Input data >>
—————
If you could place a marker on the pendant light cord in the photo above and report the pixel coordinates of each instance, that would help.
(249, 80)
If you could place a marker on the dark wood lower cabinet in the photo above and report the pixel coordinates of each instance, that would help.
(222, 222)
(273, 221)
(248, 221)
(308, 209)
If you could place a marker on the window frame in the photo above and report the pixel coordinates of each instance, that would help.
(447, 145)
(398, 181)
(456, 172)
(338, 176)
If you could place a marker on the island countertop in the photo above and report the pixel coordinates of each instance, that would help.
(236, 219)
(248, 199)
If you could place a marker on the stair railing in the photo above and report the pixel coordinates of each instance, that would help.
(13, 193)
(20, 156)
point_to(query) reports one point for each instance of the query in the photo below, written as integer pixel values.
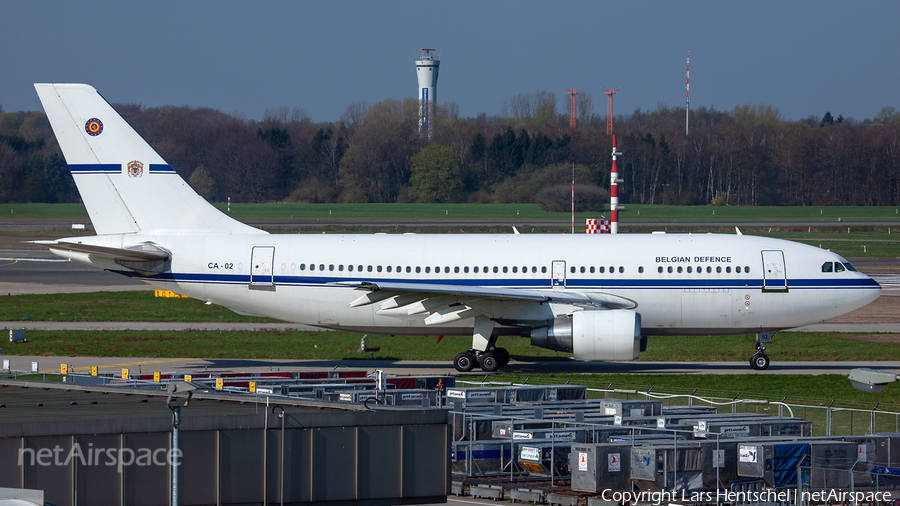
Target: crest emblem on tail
(135, 168)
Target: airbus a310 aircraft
(597, 297)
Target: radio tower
(687, 106)
(609, 94)
(572, 93)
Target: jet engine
(594, 335)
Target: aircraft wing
(146, 258)
(432, 297)
(133, 255)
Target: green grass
(114, 306)
(524, 213)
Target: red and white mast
(614, 192)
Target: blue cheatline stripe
(96, 168)
(532, 284)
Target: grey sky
(804, 58)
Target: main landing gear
(489, 361)
(759, 360)
(484, 353)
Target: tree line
(749, 155)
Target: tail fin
(124, 183)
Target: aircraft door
(262, 273)
(559, 274)
(774, 276)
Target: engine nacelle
(594, 335)
(606, 335)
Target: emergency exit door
(774, 276)
(559, 274)
(262, 272)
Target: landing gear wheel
(759, 361)
(464, 362)
(502, 356)
(489, 363)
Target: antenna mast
(572, 93)
(687, 106)
(609, 94)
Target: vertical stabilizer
(124, 183)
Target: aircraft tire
(502, 356)
(759, 361)
(464, 362)
(489, 363)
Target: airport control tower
(427, 66)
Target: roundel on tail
(93, 127)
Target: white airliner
(596, 296)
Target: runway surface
(433, 368)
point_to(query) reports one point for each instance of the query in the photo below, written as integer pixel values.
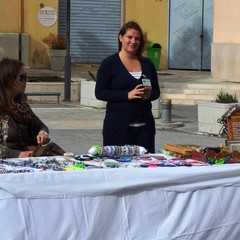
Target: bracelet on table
(42, 131)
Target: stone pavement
(76, 128)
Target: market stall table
(122, 204)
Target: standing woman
(120, 79)
(24, 127)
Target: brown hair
(9, 70)
(122, 32)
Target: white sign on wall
(47, 16)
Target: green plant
(55, 42)
(92, 75)
(224, 97)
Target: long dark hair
(122, 32)
(9, 70)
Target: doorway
(190, 34)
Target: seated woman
(24, 127)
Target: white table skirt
(122, 204)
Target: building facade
(21, 31)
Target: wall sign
(47, 16)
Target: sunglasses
(22, 78)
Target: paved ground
(77, 128)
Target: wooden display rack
(233, 125)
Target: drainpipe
(67, 88)
(21, 28)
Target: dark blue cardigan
(113, 84)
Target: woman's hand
(42, 137)
(137, 92)
(25, 154)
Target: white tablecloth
(122, 204)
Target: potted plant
(210, 112)
(57, 51)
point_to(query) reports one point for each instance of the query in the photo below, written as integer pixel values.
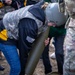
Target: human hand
(47, 41)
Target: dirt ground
(39, 70)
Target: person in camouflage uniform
(69, 43)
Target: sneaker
(1, 68)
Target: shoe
(1, 68)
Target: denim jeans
(59, 55)
(11, 55)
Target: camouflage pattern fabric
(69, 48)
(4, 10)
(70, 7)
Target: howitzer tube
(36, 52)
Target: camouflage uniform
(4, 10)
(69, 43)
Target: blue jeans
(11, 55)
(59, 55)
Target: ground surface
(39, 70)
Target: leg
(27, 33)
(46, 61)
(69, 44)
(59, 52)
(12, 58)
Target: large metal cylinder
(36, 52)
—————
Work order >>
With all pictures omitted, repeat every record above word for word.

Answer to this exercise >>
If you could place a marker on the pendant light cord in the photo above and report the pixel coordinates of each instance, that would help.
(249, 80)
If you could place a marker on the dark wood lower cabinet in the photo above and report the pixel coordinates of each instance, that would help.
(222, 222)
(273, 221)
(248, 221)
(308, 209)
If you could place a marker on the window frame in the photo above and report the pixel coordinates of each instance, that would help.
(447, 145)
(398, 181)
(456, 172)
(338, 176)
If you could place a marker on the island countertop in the photo above and report the pixel coordinates of each instance, that would help.
(236, 219)
(248, 199)
If you could place a marker on the stair railing in the photo above and report the pixel coordinates of each instance, that would help.
(13, 193)
(20, 156)
point_to(query) reports one point for each instance of the query in the photo below, written as integer pixel values.
Target: crest emblem on tail
(135, 168)
Target: airbus a310 aircraft
(597, 297)
Target: radio tower
(687, 106)
(609, 94)
(572, 93)
Target: jet engine
(594, 335)
Target: aircraft wing
(146, 258)
(432, 297)
(133, 255)
Target: green grass
(114, 306)
(524, 213)
Target: red and white mast
(614, 192)
Target: blue cheatline stripe
(96, 168)
(532, 284)
Target: grey sky
(804, 58)
Target: main landing gear
(489, 361)
(759, 360)
(484, 353)
Target: tree line
(749, 155)
Target: tail fin
(124, 183)
Target: aircraft door
(262, 273)
(559, 274)
(774, 276)
Target: engine nacelle
(594, 335)
(606, 335)
Target: emergency exit door
(774, 276)
(559, 274)
(262, 272)
Target: landing gear wheel
(759, 361)
(464, 362)
(502, 356)
(489, 363)
Target: antenna mast
(572, 93)
(687, 106)
(609, 94)
Target: vertical stabilizer
(124, 183)
Target: aircraft tire
(502, 356)
(759, 361)
(464, 362)
(489, 363)
Target: airport control tower
(427, 66)
Target: roundel on tail
(93, 127)
Target: white airliner
(596, 296)
Target: runway surface
(433, 368)
point_to(query) reports one point for each instance of the query in the photo below, written as integer pixel values.
Target: bracelet on table
(42, 131)
Target: stone pavement
(76, 128)
Target: market stall table
(122, 204)
Target: standing woman
(120, 79)
(24, 127)
Target: brown hair
(9, 70)
(122, 32)
Target: white sign on wall
(47, 16)
Target: green plant
(55, 42)
(92, 75)
(224, 97)
Target: long dark hair
(122, 32)
(9, 70)
Target: doorway
(190, 34)
Target: seated woman
(24, 127)
Target: white table skirt
(122, 204)
Target: building facade
(21, 31)
Target: wall sign
(47, 16)
Target: sunglasses
(22, 78)
Target: paved ground
(77, 128)
Target: wooden display rack
(233, 125)
Target: drainpipe
(67, 88)
(21, 28)
Target: dark blue cardigan
(113, 84)
Target: woman's hand
(42, 137)
(137, 92)
(25, 154)
Target: white tablecloth
(122, 204)
Target: potted plant
(210, 112)
(57, 51)
point_to(query) reports one point for each instance of the query in the photo below, written as integer pixel values.
Target: human hand
(47, 41)
Target: dirt ground
(39, 70)
Target: person in camouflage uniform
(69, 43)
Target: sneaker
(1, 68)
Target: shoe
(1, 68)
Target: denim jeans
(59, 55)
(11, 55)
Target: camouflage pattern fabric
(69, 48)
(4, 10)
(70, 7)
Target: howitzer tube
(36, 52)
Target: camouflage uniform
(4, 10)
(69, 43)
Target: blue jeans
(11, 55)
(59, 55)
Target: ground surface
(39, 70)
Target: leg
(27, 33)
(46, 61)
(69, 44)
(59, 52)
(12, 58)
Target: large metal cylinder
(36, 52)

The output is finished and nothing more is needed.